PROBLEMS TO SOLVE -
A – Determine whether each statement below agrees with the thread about Victoria BC, answering yes or no and quoting the deciding words of the thread: (i) easyrider's party is staying at the Worldmark in the harbor; (ii) easyrider describes the fountain beyond the sunken garden as larger than the one at the Vegas Strip; (iii) BevL had heard the expression "Canadian style" rooms before.
B – Reproduce the passage of the thread about Victoria BC that begins at the words "Just came back" and stops after "nice independent retirees.", replacing "great city" with "lovely city" throughout.

EXCERPT TO READ -
⁂
# Victoria BC



## easyrider (Aug 15, 2012)

We really like Victoria, even better than Seattle or SanFrancisco. This visit is perfect weather.


----------



## easyrider (Aug 15, 2012)




----------



## easyrider (Aug 15, 2012)




----------



## easyrider (Aug 15, 2012)

In a moment of thought I took a picture of the angel. I was surprised to see it when the pictures loaded onto the laptop.  

Bill


----------



## spirits (Aug 15, 2012)

*Very nice*

Just came back from Victoria ourselves. Yes, it is a great city. Loved your pictures but where is the waterfall?  Did you stay at the Worldmark?


----------



## Passepartout (Aug 15, 2012)

A great city. We love it there! I sure wish they would like to have a couple of nice independent retirees.

Jim


----------



## Karen G (Aug 15, 2012)

Nice pictures. Did you get out to Butchart Gardens?


----------



## easyrider (Aug 16, 2012)

Yup, Butchart Gardens. Beyond the sunken garden is the water fountain that is a small version of the one at the Vegas Strip Belagio.


----------



## easyrider (Aug 16, 2012)




----------



## easyrider (Aug 16, 2012)

Im not really a flower, garden and museum guy but Butchart Gardens is an exception.

Bill


----------



## easyrider (Aug 16, 2012)

Yes, we are at the Worldmark in the harbor. We like this resort although the rooms are Canadian style.

Bill


----------



## tashamen (Aug 16, 2012)

easyrider said:


> Yes, we are at the Worldmark in the harbor. We like this resort although the rooms are Canadian style.



What are "Canadian style" rooms?  Just curious - we go to Canada all the time, and I've never heard this expression.

Great pictures!


----------



## BevL (Aug 16, 2012)

tashamen said:


> What are "Canadian style" rooms?  Just curious - we go to Canada all the time, and I've never heard this expression.
> 
> Great pictures!



I live here and have never heard this expression.  Oh, wait, maybe I live in Canadian style rooms - LOL.
⁂
COLLECTED DATA -
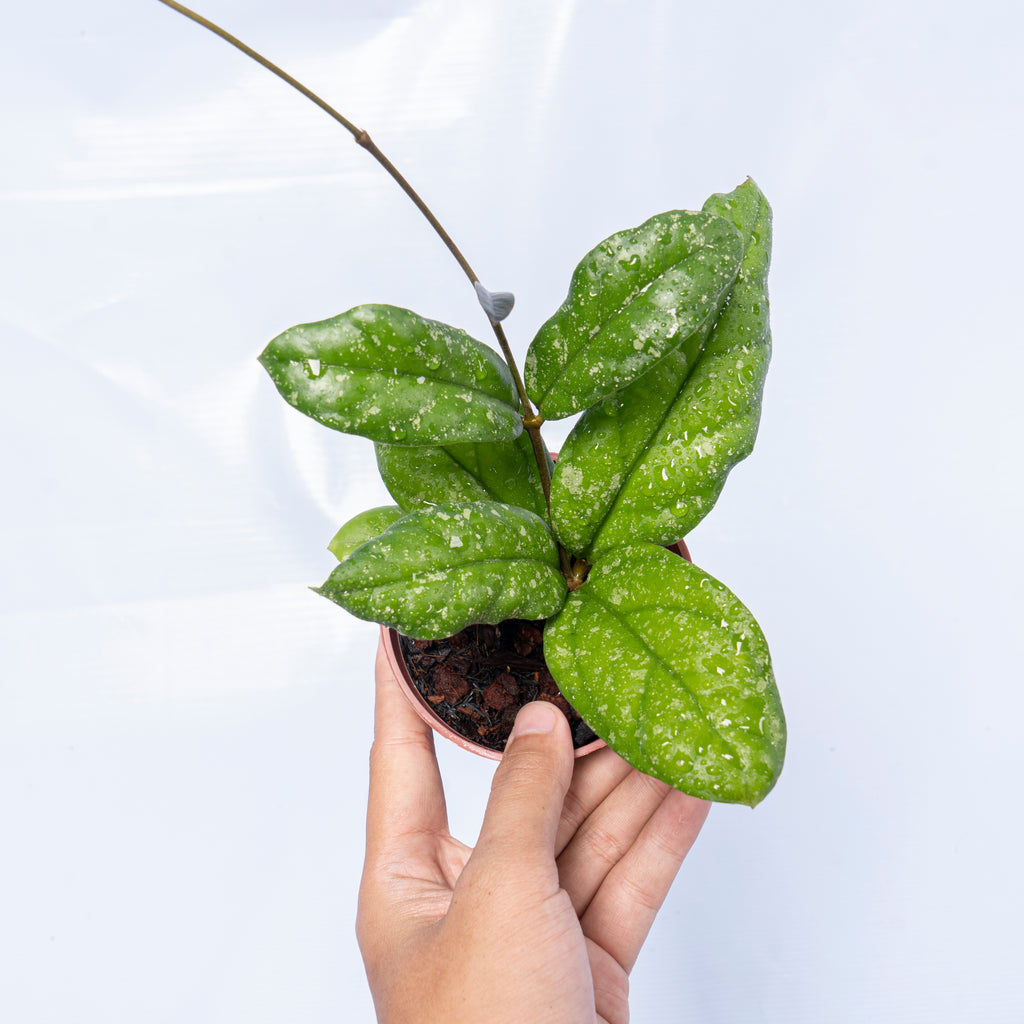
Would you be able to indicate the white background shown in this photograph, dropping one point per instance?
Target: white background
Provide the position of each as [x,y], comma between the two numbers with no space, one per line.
[184,726]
⁂
IN RESPONSE -
A –
(i) Yes: "Yes, we are at the Worldmark in the harbor."
(ii) No: "Beyond the sunken garden is the water fountain that is a small version of the one at the Vegas Strip Belagio."
(iii) No: "I live here and have never heard this expression."

B –
Just came back from Victoria ourselves. Yes, it is a lovely city. Loved your pictures but where is the waterfall?  Did you stay at the Worldmark?


----------



## Passepartout (Aug 15, 2012)

A lovely city. We love it there! I sure wish they would like to have a couple of nice independent retirees.